# EXERCISE PROMPT:
Can you restate the records below word for word?

* * * *

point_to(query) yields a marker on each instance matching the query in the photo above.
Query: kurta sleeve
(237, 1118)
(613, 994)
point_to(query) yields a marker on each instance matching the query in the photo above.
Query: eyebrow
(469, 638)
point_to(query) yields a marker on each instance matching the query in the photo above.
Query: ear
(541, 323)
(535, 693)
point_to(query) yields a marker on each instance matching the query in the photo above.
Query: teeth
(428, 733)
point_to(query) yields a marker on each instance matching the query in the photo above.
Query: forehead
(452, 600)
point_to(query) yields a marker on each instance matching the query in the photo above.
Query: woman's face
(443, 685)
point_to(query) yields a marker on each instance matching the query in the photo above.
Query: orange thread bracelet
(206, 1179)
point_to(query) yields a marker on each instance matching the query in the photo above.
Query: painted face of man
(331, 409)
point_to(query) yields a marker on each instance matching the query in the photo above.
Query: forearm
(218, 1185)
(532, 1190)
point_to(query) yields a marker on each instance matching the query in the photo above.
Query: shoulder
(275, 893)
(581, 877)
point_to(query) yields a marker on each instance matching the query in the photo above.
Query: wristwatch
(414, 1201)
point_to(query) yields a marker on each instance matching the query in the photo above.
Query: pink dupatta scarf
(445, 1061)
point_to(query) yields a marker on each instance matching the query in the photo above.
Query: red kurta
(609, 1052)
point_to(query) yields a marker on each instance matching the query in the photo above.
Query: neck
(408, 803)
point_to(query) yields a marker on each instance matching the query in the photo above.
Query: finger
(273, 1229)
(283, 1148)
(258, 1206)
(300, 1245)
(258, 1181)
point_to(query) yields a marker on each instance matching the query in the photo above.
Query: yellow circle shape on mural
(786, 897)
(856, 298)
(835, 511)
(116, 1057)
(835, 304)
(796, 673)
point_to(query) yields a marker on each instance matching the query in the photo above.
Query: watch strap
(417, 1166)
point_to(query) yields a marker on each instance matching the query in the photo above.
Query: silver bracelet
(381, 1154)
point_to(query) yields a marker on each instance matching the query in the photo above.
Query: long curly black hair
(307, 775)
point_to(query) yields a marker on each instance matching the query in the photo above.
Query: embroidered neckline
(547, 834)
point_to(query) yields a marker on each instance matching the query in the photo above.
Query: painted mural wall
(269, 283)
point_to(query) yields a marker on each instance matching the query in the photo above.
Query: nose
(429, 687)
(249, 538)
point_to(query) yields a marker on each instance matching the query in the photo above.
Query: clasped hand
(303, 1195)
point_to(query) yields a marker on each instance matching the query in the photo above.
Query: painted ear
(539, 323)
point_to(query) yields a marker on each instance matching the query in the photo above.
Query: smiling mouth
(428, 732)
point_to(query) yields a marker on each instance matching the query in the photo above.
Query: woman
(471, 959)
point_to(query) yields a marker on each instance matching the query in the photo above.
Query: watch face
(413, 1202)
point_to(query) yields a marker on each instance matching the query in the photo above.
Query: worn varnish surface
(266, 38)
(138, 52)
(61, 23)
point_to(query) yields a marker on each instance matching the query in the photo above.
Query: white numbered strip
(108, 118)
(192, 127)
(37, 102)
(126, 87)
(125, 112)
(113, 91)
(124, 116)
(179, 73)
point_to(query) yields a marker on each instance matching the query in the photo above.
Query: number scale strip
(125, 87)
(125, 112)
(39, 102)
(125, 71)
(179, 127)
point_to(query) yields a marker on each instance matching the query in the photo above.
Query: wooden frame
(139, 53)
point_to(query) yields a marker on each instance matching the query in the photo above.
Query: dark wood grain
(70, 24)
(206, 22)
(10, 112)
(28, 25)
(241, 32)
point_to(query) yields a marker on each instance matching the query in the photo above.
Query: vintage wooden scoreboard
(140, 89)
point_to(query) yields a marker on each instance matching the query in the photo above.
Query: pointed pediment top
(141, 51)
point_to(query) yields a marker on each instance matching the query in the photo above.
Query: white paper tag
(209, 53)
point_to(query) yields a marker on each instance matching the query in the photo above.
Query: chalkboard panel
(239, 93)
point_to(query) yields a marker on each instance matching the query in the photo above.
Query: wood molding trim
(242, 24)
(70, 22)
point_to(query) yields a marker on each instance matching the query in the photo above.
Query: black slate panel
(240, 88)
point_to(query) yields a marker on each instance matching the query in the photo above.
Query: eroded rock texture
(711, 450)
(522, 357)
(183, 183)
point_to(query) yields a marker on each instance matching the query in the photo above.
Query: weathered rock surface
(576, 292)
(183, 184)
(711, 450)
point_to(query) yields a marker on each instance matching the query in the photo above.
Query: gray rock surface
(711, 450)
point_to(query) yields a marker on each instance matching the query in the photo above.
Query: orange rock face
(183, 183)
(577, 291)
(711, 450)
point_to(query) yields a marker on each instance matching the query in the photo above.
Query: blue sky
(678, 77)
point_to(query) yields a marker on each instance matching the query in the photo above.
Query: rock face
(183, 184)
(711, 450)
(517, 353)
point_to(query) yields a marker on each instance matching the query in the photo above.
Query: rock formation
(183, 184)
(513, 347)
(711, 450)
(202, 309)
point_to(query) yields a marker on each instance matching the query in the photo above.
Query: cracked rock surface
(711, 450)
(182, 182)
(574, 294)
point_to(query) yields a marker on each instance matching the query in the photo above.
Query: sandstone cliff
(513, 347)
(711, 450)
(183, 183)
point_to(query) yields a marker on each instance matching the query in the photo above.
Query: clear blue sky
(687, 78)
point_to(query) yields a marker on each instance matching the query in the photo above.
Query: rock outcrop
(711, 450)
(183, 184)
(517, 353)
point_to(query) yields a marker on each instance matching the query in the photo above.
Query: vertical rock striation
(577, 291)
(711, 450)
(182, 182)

* * * *

# WRITTEN SOLUTION:
point_to(query) yields a marker on each instance matching the query in the photo above.
Query: kurta sleeve
(237, 1118)
(613, 994)
point_to(query) yields a marker on each instance matching the query in the photo above.
Query: eyebrow
(469, 638)
point_to(query) yields a marker on each instance matching the query in the photo above.
Query: ear
(541, 323)
(535, 693)
point_to(query) yields a marker on each instance matching the query in the photo above.
Query: teeth
(428, 733)
point_to(query) yields a marker on each instance matching the query in the photo above.
Query: forehead
(452, 600)
point_to(query) yields a marker on each instance matching the query in the photo above.
Query: woman's face
(443, 685)
point_to(query) yields a marker on each instance matching the query in the photo above.
Query: orange thread bracelet
(206, 1179)
point_to(query) yields a marker on each instance matching the query in the photo above.
Query: painted face of man
(331, 409)
point_to(query) yields a marker on each instance matching the query in the photo above.
Query: forearm
(218, 1185)
(532, 1190)
point_to(query) yields a marker on each instance matching the query in the photo above.
Query: shoulder
(275, 893)
(581, 877)
point_to(query) yields a marker on each instance matching the query in the photo above.
Query: wristwatch
(414, 1201)
point_to(query) yields a marker on each instance matching the query in the photo above.
Query: pink dupatta scarf
(445, 1061)
point_to(query) yields a marker on each instance matching the query in the photo above.
Query: red kurta
(609, 1052)
point_to(query) yields a marker on each instance matching the query in the photo above.
Query: neck
(408, 803)
point_to(query) yields a marker on each instance matching the query in the photo above.
Query: finger
(273, 1229)
(283, 1148)
(258, 1206)
(300, 1245)
(258, 1181)
point_to(query) yields a marker on each instance matching the query in the photo above.
Query: yellow circle shape on mural
(786, 897)
(856, 298)
(835, 511)
(116, 1057)
(835, 304)
(796, 673)
point_to(query) yields a marker on each instance matching the query in the photo above.
Query: watch strap
(417, 1166)
point_to(query) yields a marker on each instance matching the query in the photo above.
Query: silver bracelet
(381, 1154)
point_to(query) yields a marker on each instance matching the query in the photo above.
Query: long curly black hair
(307, 775)
point_to(query) yields a marker on each instance matching the query in the photo above.
Query: embroidered neckline
(547, 834)
point_to(query) yields a marker on each instance matching the query in the photo above.
Query: painted mural wall
(269, 283)
point_to(query) yields a marker on each instance matching the query in the photo above.
Query: nose
(429, 687)
(249, 538)
point_to(query) yields a marker on each instance matching the query in the photo above.
Query: clasped hand
(303, 1195)
point_to(query) yields a marker on each instance matching the query in the photo above.
Query: painted ear
(539, 323)
point_to(query) yields a marker on each instance matching the query in the photo above.
Query: smiling mouth
(428, 732)
point_to(query) yields a marker on each instance matching the query in the photo above.
Query: woman
(471, 959)
point_to(query) yields a marker on each instance matching the query in the photo above.
Query: watch face
(413, 1202)
point_to(query) yields a marker on each instance matching the query in the photo above.
Query: worn varnish surface
(266, 38)
(138, 52)
(61, 23)
point_to(query) yields a marker on each instance matching the query in the photo above.
Query: white numbered strip
(108, 118)
(192, 127)
(37, 102)
(126, 87)
(125, 112)
(113, 91)
(124, 116)
(179, 73)
point_to(query) yields a marker on each instance matching the query in the photo above.
Query: number scale strip
(125, 87)
(125, 112)
(39, 102)
(125, 71)
(179, 127)
point_to(query) yields a marker on each instance matching the query in the photo above.
Query: wooden frame
(139, 53)
point_to(query) yields a marker on each instance matching the query in the photo above.
Query: dark wood grain
(70, 24)
(206, 22)
(10, 112)
(28, 25)
(241, 32)
point_to(query) yields a marker on each instance matching the query in the photo above.
Query: vintage wooden scoreboard
(140, 89)
point_to(query) yields a marker on each instance matching the query in the photo above.
Query: pointed pediment top
(141, 51)
point_to(query) yields a marker on each instance matching the query in the photo above.
Query: white paper tag
(209, 53)
point_to(query) yields a marker on each instance matching the query in the photo above.
Query: chalkboard panel
(239, 93)
point_to(query) yields a marker on each instance matching the query in the photo above.
Query: wood molding trim
(242, 24)
(70, 22)
point_to(query) yields a marker on each instance matching the query in the photo above.
Query: black slate panel
(240, 88)
point_to(query) yields a marker on each instance matching the query in the photo above.
Query: eroded rock texture
(711, 450)
(522, 357)
(183, 183)
point_to(query) yields a marker on each instance matching the query in the photo above.
Query: weathered rock surface
(576, 292)
(183, 184)
(711, 450)
point_to(query) yields a marker on each instance matching the query in the photo above.
Query: gray rock surface
(711, 450)
point_to(query) yields a marker on each instance matching the query in the photo above.
Query: orange rock face
(183, 183)
(577, 291)
(711, 450)
point_to(query) yields a marker on each instance matching the query in the photo above.
Query: blue sky
(678, 77)
point_to(query) yields a marker on each instance matching the query in the photo above.
Query: rock face
(183, 184)
(711, 450)
(517, 353)
point_to(query) yields a marker on each instance matching the query in the photo above.
Query: rock formation
(183, 184)
(513, 347)
(711, 450)
(202, 309)
point_to(query) yields a marker on each instance matching the query in the photo above.
Query: cracked rock surface
(711, 450)
(182, 182)
(574, 294)
point_to(query) yields a marker on each instance matching the query in the photo above.
Query: sandstone cliff
(513, 347)
(711, 450)
(183, 183)
point_to(query) yields a marker on each instance matching the query in the photo above.
Query: clear blue sky
(687, 78)
point_to(query) yields a marker on each instance matching the query in the photo above.
Query: rock outcrop
(711, 450)
(183, 184)
(517, 353)
point_to(query) yields a marker on each instance matching the query in the photo above.
Query: vertical rock striation
(577, 291)
(711, 450)
(182, 182)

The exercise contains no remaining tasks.